-- Start Input rows --
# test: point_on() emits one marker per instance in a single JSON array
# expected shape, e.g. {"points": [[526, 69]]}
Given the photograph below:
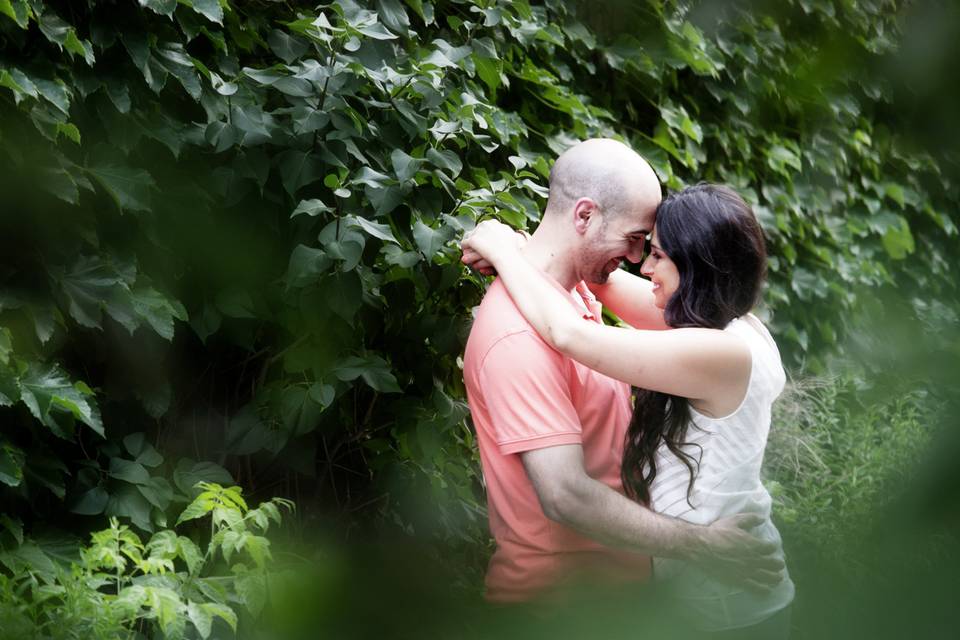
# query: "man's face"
{"points": [[612, 239]]}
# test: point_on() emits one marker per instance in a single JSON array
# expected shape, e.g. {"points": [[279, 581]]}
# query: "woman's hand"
{"points": [[489, 242]]}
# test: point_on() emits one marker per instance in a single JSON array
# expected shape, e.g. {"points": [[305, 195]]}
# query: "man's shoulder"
{"points": [[498, 320]]}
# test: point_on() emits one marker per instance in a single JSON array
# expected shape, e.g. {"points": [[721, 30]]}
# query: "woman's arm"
{"points": [[631, 298], [708, 365]]}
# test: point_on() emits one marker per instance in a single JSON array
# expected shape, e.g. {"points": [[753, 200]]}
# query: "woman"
{"points": [[704, 389]]}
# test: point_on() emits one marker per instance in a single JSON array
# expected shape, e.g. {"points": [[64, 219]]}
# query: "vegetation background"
{"points": [[228, 257]]}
-- End Input rows --
**Exercise requirements**. Give an exact copy of the material, leaving out every picture.

**Answer to this problem**.
# test: point_on() emits one marker per instance in a single JSON array
# expected shape, e.g. {"points": [[526, 69]]}
Given the photograph below:
# query: "man's face"
{"points": [[612, 239]]}
# test: point_on() emits one marker per instance in a single JSON array
# expected shape, e.g. {"points": [[279, 581]]}
# query: "woman's hand"
{"points": [[489, 242]]}
# test: point_on() emits one marker per instance in a single JSON array
# expected shape, e.g. {"points": [[305, 195]]}
# query: "man's shoulder"
{"points": [[498, 320]]}
# test: point_on() emits one marker per instance in a single JSON array
# expected shape, e.g. {"points": [[721, 30]]}
# query: "woman's arm"
{"points": [[631, 298], [708, 365]]}
# test: point_on() emits one marker per instance in a single JSON array
# expected shape, e.g. {"points": [[753, 200]]}
# query: "woman"
{"points": [[704, 389]]}
# test: point_on() emits one marker per instance in a single JSON array
# expected shape, e.g. {"points": [[64, 219]]}
# query: "vegetation background"
{"points": [[228, 257]]}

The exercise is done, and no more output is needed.